» Provided text:
□ □ □ □ □
But Dr. Jack N. Behrman, professor emeritus at the University of North Carolina who served as an official in the Kennedy Administration, takes a far less optimistic view.

He told IPS, “If human rights include non-discrimination and human dignity, it is not possible to have any measure of whether they are better now than before. Exposure of each is still not at all full, and what we do read and hear in the media does not give encouragement that we have improved. In fact, the U.S. practice of torture displays the opposite.”

Behrman says “One reason for not extending human rights is the continuing view that ‘I and My People’ deserve more than others do, and if they get it my way, they should be pushed down or aside. A second is fear -- of others and loss of ‘my’ position and prestige.

IPS asked commentators for this article to identify the major problems facing the U.N. and what the body could do to overcome them.
□ □ □ □ □
Stored data entries:
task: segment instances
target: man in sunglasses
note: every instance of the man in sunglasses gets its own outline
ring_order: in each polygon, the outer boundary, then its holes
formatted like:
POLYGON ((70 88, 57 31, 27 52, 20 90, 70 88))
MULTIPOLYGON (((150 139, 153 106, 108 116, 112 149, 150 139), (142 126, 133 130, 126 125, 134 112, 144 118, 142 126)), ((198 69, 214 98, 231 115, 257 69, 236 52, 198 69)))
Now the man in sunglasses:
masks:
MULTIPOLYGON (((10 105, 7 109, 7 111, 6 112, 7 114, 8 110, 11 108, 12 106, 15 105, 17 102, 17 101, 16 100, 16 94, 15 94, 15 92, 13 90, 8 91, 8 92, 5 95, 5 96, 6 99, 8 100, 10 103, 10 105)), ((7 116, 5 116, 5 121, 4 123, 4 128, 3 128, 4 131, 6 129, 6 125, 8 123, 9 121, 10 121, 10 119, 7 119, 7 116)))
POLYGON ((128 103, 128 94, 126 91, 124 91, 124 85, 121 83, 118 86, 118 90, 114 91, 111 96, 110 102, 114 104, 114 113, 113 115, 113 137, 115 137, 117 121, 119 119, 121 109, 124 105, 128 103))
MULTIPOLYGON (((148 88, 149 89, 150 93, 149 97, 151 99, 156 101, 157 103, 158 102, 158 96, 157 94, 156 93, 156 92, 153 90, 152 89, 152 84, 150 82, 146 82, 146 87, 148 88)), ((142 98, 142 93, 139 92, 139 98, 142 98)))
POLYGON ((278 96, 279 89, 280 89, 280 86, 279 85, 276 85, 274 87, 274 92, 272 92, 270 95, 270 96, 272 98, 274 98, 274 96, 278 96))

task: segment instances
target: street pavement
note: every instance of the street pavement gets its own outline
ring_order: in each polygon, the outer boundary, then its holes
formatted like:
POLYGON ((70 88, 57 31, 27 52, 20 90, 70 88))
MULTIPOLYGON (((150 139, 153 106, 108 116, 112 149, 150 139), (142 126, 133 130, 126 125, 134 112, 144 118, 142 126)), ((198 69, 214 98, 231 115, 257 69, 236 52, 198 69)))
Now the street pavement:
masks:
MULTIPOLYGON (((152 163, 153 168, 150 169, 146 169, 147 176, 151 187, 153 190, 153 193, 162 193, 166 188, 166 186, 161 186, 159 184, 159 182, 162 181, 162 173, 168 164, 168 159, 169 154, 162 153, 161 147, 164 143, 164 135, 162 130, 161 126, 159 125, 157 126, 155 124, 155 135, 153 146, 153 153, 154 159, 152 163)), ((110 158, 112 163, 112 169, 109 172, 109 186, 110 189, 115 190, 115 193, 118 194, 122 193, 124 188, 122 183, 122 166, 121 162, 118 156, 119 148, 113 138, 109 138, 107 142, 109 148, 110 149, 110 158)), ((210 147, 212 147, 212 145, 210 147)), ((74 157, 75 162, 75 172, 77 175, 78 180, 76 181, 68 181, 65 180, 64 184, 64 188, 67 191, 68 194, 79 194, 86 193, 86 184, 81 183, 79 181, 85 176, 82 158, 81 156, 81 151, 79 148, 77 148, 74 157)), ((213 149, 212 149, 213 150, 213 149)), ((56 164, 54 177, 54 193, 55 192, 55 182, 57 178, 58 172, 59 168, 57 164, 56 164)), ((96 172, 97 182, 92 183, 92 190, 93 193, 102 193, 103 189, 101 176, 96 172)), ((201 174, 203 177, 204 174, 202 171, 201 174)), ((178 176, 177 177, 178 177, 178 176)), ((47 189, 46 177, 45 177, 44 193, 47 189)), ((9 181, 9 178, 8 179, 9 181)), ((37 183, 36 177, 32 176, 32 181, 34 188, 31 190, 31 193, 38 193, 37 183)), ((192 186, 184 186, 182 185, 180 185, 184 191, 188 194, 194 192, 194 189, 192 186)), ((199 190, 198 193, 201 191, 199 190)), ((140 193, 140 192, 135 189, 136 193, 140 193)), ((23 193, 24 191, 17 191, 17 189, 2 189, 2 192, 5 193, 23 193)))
□ □ □ □ □
» Task 1:
Answer these about the human rights excerpt:
(a) At which university is Jack N. Behrman a professor emeritus?
(b) Which U.S. practice does Behrman say "displays the opposite"?
(c) What does Behrman give as the second reason for not extending human rights?
» Task 2:
Return the part of the human rights excerpt starting with "But Dr. Jack" and going on through "less optimistic view.".

» Response area 1:
(a) The University of North Carolina.
(b) The U.S. practice of torture.
(c) Fear of others and of the loss of "my" position and prestige.

» Response area 2:
But Dr. Jack N. Behrman, professor emeritus at the University of North Carolina who served as an official in the Kennedy Administration, takes a far less optimistic view.